WORK REQUEST — List the four downstream interfaces that the paper summary below says the system offers.

*** SOURCE DOCUMENT ***

Bridging Research and Readers: A Multi-Modal Automated Academic Papers Interpretation System
Feng Jiang, Kuang Wang, Haizhou Li
TL;DR
This paper introduces MMAPIS, an open-source, multi-modal framework for automated scientific paper interpretation that processes PDFs into structured text, figures, and tables, aligns multimodal content by section, and applies hierarchical, section-aware summarization to produce cohesive document interpretations. It combines Nougat-based text/formula extraction with PDFFigures 2.0 for visual content, enabling coherent section-level summaries that are integrated into a document-level narrative. The system also offers four downstream, multimodal interfaces—paper recommendations, multimodal Q&A, audio broadcasting, and interpretation blogs—enabled by carefully designed prompts that leverage both Chain-of-Thought and density-based prompting; APIs support downstream customization. Quantitative evaluation on arXiv-derived datasets shows MMAPIS outperforms GPT-4 on key informativeness and overall metrics, underscoring the value of preserving multimodal structure and section-level discourse in long scientific texts. The work advances accessible, efficient engagement with scientific literature and paves the way for real-time, user-tailored interpretations across multiple formats.

*** End of SOURCE DOCUMENT ***
*** PROVIDED DATA ***

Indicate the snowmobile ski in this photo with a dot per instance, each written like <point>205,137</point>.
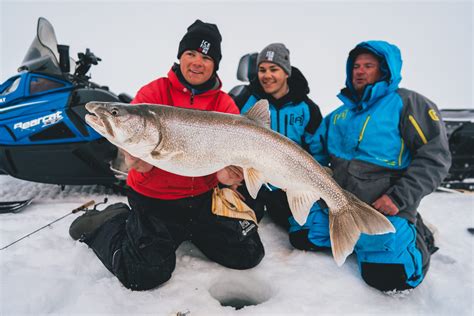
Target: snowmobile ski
<point>14,206</point>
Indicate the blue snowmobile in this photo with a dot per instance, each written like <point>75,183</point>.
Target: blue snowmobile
<point>43,134</point>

*** End of PROVIDED DATA ***

TASK RESULT —
- Paper recommendations
- Multimodal Q&A
- Audio broadcasting
- Interpretation blogs